- **RECORDS SHOWN**:
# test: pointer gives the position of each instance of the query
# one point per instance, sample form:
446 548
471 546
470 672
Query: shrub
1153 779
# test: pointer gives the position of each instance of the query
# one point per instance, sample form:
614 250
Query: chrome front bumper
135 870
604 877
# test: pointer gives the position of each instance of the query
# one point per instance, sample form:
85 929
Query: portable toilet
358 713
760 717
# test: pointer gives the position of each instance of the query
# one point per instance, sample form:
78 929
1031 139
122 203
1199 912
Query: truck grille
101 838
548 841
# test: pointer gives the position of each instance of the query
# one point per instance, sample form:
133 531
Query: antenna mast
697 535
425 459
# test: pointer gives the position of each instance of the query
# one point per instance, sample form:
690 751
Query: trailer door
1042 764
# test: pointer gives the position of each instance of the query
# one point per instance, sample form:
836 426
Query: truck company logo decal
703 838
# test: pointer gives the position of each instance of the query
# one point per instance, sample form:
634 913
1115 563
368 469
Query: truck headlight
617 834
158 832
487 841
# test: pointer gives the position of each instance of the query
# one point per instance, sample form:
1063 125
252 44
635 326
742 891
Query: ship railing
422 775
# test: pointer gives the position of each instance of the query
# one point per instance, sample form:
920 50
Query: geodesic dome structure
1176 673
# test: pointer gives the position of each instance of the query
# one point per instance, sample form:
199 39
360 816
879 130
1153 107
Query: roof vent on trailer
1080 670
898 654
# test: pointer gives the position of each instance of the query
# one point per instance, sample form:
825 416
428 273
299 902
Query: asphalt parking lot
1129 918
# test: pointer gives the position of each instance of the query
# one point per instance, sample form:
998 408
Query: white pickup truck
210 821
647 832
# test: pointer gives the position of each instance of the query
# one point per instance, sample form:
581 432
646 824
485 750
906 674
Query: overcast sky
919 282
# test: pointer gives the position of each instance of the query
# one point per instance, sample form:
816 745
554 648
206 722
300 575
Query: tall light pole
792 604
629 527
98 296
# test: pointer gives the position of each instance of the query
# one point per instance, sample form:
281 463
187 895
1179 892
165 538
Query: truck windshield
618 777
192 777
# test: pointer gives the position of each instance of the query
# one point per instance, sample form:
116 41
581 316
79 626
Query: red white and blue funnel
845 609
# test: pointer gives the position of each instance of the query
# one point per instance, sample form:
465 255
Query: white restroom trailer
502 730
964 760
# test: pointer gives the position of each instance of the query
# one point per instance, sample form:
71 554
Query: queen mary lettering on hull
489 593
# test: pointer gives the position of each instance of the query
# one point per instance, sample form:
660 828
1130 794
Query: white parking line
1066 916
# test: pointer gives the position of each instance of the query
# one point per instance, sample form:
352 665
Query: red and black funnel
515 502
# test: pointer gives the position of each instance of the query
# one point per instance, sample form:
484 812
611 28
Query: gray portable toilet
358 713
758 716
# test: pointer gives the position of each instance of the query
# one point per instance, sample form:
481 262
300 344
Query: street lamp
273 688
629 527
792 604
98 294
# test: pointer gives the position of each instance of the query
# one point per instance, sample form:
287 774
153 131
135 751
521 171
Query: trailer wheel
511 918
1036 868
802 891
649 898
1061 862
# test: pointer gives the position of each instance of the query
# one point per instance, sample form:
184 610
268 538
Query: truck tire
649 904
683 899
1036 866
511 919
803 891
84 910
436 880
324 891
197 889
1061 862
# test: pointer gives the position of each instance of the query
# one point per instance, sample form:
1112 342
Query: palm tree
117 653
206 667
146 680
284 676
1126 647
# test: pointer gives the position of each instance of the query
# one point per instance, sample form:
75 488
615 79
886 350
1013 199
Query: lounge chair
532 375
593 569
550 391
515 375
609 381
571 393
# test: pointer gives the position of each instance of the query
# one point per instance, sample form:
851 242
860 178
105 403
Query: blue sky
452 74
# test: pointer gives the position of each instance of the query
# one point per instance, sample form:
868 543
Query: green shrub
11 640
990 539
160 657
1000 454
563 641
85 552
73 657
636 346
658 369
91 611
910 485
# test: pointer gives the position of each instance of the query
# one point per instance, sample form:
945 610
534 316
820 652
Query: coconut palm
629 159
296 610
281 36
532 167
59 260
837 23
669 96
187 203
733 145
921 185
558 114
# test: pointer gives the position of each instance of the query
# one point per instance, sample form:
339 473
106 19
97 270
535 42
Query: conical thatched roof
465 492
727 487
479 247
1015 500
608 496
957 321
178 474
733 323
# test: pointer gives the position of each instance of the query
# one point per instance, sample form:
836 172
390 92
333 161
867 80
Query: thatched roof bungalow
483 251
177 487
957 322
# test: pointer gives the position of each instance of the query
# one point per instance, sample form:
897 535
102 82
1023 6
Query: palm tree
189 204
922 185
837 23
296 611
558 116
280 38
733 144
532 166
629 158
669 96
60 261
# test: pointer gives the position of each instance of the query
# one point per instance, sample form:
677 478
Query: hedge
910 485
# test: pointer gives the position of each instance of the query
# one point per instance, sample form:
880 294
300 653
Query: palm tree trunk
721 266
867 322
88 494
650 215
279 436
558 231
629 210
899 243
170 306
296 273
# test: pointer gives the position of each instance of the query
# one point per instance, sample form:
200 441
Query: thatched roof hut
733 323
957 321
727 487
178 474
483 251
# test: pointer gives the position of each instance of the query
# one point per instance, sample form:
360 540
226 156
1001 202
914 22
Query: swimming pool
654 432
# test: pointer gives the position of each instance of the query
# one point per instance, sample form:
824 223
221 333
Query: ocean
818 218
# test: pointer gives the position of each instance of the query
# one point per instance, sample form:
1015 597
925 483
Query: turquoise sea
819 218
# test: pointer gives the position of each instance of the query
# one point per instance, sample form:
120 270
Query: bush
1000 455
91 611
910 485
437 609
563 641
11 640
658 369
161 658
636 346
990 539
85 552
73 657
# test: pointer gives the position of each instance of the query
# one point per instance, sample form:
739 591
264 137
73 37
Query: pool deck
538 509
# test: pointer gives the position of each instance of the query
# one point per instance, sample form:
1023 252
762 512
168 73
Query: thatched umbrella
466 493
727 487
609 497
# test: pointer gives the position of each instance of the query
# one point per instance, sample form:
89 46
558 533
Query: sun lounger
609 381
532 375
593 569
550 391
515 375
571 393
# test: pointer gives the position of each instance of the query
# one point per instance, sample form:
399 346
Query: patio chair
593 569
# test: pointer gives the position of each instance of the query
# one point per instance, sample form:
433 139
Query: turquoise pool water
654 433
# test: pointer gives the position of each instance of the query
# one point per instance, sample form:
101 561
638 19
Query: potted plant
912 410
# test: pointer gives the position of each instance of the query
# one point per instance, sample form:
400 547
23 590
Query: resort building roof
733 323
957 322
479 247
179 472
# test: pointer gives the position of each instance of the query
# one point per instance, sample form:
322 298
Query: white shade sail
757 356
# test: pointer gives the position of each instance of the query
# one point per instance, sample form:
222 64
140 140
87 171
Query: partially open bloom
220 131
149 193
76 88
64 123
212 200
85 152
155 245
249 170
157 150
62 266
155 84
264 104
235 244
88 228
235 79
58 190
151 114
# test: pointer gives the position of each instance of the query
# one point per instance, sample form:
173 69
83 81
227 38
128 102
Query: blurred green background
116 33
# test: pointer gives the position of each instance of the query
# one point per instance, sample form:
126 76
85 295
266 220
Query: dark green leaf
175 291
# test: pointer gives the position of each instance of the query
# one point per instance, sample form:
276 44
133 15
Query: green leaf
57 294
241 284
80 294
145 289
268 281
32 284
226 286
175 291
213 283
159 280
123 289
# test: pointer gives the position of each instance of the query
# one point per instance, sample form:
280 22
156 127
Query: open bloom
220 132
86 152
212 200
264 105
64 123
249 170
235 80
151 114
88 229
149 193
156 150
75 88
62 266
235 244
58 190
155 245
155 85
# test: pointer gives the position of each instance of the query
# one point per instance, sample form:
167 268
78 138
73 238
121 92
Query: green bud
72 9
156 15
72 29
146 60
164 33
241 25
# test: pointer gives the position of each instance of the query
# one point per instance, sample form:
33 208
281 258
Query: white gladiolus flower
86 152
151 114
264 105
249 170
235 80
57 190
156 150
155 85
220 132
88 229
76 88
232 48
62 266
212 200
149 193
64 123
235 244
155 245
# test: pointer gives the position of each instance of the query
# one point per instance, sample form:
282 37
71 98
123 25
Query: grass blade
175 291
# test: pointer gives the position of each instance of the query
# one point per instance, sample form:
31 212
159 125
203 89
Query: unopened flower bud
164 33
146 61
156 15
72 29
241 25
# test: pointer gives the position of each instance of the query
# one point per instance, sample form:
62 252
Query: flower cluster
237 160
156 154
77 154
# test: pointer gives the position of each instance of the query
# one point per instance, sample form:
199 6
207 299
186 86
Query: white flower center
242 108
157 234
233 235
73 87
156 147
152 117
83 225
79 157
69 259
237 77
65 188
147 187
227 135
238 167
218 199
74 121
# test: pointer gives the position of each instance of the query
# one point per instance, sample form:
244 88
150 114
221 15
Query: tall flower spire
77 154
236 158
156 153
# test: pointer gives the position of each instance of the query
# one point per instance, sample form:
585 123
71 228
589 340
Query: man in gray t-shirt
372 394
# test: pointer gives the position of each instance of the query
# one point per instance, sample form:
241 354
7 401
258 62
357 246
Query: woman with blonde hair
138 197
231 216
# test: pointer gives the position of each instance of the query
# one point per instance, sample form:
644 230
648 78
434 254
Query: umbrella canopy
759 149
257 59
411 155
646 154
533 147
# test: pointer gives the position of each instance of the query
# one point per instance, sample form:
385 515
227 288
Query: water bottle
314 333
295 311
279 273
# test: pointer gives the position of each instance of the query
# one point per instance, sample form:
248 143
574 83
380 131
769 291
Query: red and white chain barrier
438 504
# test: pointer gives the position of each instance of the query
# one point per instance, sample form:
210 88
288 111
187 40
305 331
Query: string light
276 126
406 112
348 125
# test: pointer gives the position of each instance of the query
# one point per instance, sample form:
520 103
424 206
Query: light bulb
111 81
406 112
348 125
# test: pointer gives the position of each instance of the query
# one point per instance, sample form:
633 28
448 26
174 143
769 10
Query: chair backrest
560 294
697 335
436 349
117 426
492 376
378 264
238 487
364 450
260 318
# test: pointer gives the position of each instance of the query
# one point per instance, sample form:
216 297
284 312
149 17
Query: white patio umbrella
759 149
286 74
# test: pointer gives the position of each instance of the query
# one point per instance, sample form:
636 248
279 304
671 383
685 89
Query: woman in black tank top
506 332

- **REQUIREMENT**: Show each line in the entries above that contains the word "leaf", copying every such line in full.

- **RESULT OF THIS EXERCISE**:
Query: dark green leaf
Query: green leaf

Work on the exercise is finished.